* begin Records for the task *

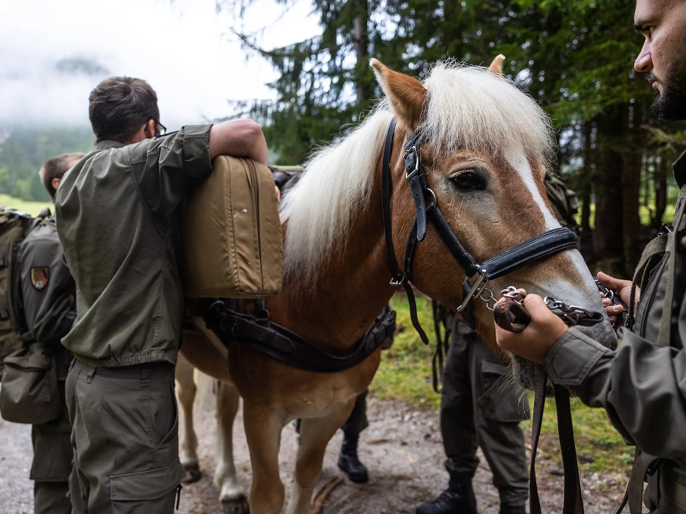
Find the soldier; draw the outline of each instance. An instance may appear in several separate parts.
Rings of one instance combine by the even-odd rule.
[[[560,223],[576,228],[576,193],[557,177],[547,177],[545,185]],[[493,474],[501,514],[525,514],[529,472],[519,422],[529,419],[526,396],[508,380],[507,366],[476,332],[452,313],[445,323],[451,341],[442,374],[440,431],[450,480],[436,500],[417,507],[417,514],[476,513],[472,479],[479,446]]]
[[[62,343],[73,426],[74,511],[166,513],[184,476],[174,363],[181,338],[180,208],[220,154],[266,164],[250,120],[166,132],[143,80],[114,77],[91,93],[97,138],[64,175],[57,226],[76,281],[77,317]]]
[[[506,378],[507,367],[477,333],[449,315],[450,347],[443,369],[440,432],[450,476],[448,488],[417,514],[475,514],[472,478],[480,446],[500,494],[501,514],[525,514],[529,476],[519,421],[529,406]]]
[[[64,174],[83,155],[64,154],[50,159],[40,168],[40,180],[53,198]],[[76,291],[57,236],[54,218],[47,218],[29,233],[19,245],[17,259],[21,292],[18,306],[29,334],[24,337],[27,344],[41,343],[51,348],[64,406],[56,419],[32,426],[34,461],[30,478],[34,480],[34,512],[69,514],[71,425],[64,401],[64,380],[71,354],[60,344],[60,339],[67,335],[76,318]]]
[[[686,1],[638,0],[635,23],[645,42],[634,67],[648,73],[656,90],[656,114],[686,119]],[[630,481],[632,513],[640,512],[646,474],[643,500],[652,512],[686,513],[681,493],[686,487],[686,153],[672,169],[681,188],[674,230],[643,252],[635,280],[647,279],[641,284],[635,325],[632,332],[622,330],[616,351],[568,329],[536,295],[525,299],[532,322],[523,332],[495,327],[501,347],[543,364],[554,382],[587,405],[604,408],[626,441],[641,451]],[[630,304],[631,282],[604,273],[598,279]],[[611,319],[624,310],[604,303]]]

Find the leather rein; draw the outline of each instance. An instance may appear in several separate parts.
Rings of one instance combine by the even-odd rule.
[[[412,198],[414,200],[415,217],[405,245],[403,258],[404,273],[401,272],[399,269],[393,247],[391,219],[390,159],[393,149],[395,127],[396,119],[394,117],[388,127],[386,135],[381,171],[383,226],[388,269],[392,276],[390,284],[395,286],[402,286],[405,288],[410,304],[412,324],[419,333],[422,341],[425,344],[428,344],[429,340],[426,333],[422,329],[417,319],[414,295],[412,286],[408,283],[408,281],[412,280],[412,263],[417,244],[423,241],[426,236],[427,219],[433,224],[443,244],[466,276],[466,279],[462,284],[462,301],[456,310],[458,313],[462,313],[465,321],[472,328],[473,328],[473,317],[471,312],[470,305],[473,299],[479,297],[486,302],[488,308],[493,310],[489,303],[493,302],[495,304],[497,299],[493,297],[493,293],[487,287],[490,280],[501,277],[523,266],[560,252],[576,249],[578,248],[578,243],[576,234],[569,229],[565,228],[555,228],[506,249],[482,265],[478,264],[455,235],[438,208],[435,193],[427,184],[425,171],[420,159],[419,149],[422,143],[420,129],[414,135],[407,134],[403,155],[405,169],[405,178],[408,181],[412,189]],[[425,199],[427,197],[431,198],[431,203],[428,206],[427,206],[425,201]],[[473,281],[470,282],[470,280]],[[485,297],[484,293],[488,295]],[[562,302],[558,303],[565,306]],[[551,306],[551,308],[554,308],[554,307]],[[592,318],[593,314],[598,313],[586,311],[581,317],[582,319],[587,318],[590,315]],[[589,324],[595,324],[598,321],[602,321],[602,315],[600,314],[598,315],[600,317],[600,319],[587,321],[589,321]],[[571,323],[576,324],[576,322],[579,321],[572,319],[569,315],[569,312],[567,313],[567,318],[569,319],[565,322],[569,324]],[[440,341],[438,344],[440,344]],[[536,365],[529,481],[531,514],[541,514],[541,502],[539,499],[536,480],[536,453],[543,422],[543,407],[548,389],[547,382],[547,374],[543,367]],[[563,465],[565,469],[563,513],[563,514],[583,514],[583,500],[581,497],[581,485],[576,460],[576,450],[569,405],[569,393],[564,387],[556,384],[553,385],[553,389],[557,404],[558,430],[560,436]]]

* end Records for the task *

-- Task requirements --
Gather each line of the material above that contains the word "several" and copy those lines unchanged.

-- Solved exercise --
Find the soldier; draw the outline of each instance. An instance may appear in several separate parts.
Find the leather rein; draw the outline of each instance. An instance may appear in several separate parts.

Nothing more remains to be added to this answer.